** TASK OBJECTIVE **
Track down each line below containing the string "icing" and copy it.

** ENTRIES SHOWN **
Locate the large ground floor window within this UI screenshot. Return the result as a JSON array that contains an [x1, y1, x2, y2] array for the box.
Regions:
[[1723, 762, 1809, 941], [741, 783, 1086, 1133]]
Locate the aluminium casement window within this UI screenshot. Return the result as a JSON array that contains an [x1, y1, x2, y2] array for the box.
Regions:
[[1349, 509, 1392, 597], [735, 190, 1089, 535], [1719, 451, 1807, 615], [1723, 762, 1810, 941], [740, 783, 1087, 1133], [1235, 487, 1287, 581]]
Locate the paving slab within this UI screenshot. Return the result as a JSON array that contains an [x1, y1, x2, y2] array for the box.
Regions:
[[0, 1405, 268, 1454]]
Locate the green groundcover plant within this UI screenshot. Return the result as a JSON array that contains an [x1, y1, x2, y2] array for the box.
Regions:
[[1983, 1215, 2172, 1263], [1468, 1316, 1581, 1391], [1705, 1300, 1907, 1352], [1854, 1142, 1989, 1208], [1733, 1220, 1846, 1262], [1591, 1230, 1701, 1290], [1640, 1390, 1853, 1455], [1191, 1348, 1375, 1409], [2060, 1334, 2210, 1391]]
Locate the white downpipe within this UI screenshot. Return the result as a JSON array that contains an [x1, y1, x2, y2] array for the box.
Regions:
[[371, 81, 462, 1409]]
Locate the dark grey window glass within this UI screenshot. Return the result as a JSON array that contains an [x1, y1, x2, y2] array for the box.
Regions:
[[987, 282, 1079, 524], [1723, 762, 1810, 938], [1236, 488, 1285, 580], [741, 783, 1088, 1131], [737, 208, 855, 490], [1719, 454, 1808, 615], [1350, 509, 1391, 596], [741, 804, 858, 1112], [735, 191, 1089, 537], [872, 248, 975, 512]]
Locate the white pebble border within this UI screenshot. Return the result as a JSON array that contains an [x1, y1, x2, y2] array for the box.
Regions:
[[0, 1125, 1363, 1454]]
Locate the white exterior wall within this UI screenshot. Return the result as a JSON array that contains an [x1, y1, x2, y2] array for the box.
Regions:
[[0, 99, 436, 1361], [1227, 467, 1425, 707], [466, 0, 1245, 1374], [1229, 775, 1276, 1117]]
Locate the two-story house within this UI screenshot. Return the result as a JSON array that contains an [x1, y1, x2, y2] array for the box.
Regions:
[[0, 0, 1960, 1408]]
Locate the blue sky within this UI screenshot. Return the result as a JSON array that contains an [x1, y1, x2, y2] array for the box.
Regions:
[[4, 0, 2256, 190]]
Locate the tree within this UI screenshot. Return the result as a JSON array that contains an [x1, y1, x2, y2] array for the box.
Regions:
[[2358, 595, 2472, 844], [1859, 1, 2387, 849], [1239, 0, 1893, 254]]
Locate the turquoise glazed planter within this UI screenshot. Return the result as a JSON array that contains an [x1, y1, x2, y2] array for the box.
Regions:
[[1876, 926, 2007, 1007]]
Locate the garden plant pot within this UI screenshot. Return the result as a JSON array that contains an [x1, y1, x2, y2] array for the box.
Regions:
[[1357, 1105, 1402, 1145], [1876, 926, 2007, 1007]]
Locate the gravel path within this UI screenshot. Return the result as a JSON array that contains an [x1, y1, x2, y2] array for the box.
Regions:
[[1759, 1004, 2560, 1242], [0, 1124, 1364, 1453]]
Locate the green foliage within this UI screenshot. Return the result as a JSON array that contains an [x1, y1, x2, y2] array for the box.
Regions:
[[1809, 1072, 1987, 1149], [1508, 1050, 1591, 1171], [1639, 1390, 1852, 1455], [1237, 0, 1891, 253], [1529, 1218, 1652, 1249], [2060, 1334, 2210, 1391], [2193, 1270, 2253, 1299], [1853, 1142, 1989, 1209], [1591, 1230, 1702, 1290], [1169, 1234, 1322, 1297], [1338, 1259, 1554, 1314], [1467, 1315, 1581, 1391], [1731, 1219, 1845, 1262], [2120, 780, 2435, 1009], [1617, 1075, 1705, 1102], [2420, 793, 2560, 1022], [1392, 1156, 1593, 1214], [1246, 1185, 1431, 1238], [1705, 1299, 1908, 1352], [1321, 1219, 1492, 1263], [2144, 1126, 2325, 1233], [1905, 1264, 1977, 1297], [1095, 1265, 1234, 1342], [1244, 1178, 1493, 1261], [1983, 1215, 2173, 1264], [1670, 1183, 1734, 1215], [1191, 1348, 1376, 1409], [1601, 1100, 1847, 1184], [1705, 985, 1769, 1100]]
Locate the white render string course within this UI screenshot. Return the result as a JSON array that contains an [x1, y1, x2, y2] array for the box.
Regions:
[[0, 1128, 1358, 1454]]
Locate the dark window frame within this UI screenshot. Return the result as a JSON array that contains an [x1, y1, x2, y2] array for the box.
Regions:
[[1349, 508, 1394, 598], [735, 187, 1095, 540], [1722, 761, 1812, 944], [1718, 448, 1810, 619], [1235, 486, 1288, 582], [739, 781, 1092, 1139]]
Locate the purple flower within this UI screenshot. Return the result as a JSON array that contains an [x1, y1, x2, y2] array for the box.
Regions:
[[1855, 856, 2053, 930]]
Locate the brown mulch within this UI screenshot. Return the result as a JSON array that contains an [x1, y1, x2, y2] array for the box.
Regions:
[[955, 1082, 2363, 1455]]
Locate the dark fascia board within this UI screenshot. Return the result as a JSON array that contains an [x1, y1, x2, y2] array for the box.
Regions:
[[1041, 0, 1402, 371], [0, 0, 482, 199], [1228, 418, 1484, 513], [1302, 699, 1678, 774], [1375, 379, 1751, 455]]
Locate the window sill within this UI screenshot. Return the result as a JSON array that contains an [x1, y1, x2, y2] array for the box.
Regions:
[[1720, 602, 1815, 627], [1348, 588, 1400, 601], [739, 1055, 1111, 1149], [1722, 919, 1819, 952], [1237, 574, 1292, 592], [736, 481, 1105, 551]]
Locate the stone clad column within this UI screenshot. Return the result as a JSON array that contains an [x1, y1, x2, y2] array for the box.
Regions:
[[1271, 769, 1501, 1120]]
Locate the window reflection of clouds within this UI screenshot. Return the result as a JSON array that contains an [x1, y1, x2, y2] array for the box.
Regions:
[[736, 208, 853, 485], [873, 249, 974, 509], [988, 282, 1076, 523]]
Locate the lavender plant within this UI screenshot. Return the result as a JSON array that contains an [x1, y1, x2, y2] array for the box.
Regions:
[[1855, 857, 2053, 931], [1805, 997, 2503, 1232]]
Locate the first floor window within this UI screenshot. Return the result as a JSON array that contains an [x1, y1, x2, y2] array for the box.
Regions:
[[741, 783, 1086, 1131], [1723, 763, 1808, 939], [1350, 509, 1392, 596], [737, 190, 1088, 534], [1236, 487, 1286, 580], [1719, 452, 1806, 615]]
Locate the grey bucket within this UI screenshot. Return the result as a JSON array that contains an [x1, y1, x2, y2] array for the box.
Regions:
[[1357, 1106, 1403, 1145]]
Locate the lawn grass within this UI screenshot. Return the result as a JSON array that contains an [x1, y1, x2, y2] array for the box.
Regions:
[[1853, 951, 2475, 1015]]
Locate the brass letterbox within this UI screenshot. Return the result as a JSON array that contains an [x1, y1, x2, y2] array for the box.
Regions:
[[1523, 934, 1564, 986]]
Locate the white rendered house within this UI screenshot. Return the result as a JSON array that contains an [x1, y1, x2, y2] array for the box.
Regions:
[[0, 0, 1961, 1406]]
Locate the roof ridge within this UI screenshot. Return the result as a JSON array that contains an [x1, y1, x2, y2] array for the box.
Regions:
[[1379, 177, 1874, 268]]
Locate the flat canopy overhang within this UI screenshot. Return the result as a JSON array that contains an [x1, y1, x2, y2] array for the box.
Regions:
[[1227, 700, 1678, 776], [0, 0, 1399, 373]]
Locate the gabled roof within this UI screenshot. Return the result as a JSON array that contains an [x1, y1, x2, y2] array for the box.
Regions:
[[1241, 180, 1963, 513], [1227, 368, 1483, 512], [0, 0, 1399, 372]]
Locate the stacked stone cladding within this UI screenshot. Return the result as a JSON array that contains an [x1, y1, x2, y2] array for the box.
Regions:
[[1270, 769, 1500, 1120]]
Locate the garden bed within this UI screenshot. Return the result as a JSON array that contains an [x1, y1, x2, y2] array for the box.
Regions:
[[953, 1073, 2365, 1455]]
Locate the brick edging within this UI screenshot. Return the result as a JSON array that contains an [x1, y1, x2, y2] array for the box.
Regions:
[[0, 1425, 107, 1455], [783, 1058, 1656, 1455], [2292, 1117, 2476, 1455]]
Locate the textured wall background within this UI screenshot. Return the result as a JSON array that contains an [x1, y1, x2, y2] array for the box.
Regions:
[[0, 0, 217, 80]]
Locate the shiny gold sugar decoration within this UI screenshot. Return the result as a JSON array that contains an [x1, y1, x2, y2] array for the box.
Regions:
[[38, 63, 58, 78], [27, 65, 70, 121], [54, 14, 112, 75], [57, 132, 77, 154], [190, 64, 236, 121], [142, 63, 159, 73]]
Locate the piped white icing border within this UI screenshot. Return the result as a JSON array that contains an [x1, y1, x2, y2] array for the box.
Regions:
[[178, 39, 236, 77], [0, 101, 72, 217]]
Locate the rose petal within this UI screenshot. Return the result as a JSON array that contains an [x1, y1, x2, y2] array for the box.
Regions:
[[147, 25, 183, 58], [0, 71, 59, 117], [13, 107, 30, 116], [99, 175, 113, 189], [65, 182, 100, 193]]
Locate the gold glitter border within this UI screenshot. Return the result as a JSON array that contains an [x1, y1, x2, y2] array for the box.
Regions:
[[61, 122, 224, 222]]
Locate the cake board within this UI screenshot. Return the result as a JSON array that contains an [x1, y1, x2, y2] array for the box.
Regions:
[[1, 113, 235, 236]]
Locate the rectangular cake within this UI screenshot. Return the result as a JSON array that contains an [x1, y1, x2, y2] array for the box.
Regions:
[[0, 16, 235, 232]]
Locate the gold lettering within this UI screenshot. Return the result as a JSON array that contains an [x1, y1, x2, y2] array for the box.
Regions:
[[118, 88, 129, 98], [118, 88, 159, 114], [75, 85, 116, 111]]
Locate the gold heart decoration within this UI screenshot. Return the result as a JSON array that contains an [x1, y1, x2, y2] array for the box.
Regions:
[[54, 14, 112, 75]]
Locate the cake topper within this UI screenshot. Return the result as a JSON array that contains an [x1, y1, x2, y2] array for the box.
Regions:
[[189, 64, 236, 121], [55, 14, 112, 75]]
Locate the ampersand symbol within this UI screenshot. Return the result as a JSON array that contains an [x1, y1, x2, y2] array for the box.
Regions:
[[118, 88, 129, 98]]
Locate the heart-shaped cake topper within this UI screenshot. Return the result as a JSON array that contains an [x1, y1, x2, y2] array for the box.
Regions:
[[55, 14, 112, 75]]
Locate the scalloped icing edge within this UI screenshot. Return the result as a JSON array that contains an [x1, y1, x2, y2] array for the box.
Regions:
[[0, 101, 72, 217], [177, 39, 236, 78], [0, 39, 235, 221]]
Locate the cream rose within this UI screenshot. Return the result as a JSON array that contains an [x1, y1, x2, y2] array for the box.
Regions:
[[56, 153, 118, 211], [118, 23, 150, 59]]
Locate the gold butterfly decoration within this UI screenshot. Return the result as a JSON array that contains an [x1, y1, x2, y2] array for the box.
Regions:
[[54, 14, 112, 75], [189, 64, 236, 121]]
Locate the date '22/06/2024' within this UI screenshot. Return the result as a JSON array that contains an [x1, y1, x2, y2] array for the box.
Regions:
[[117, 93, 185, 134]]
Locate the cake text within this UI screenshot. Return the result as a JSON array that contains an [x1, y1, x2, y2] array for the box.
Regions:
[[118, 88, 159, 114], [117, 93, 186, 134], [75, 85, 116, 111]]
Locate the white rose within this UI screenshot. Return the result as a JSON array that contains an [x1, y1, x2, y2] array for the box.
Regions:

** OUTPUT **
Locate the piped white icing border within this UI screenshot. Return the result as a JSON array that contains an [x1, y1, x2, y2] array for the box.
Locate the scalloped icing edge within this UI screenshot. Return the result as a JSON array that contains an [x1, y1, x2, y2] array for the box.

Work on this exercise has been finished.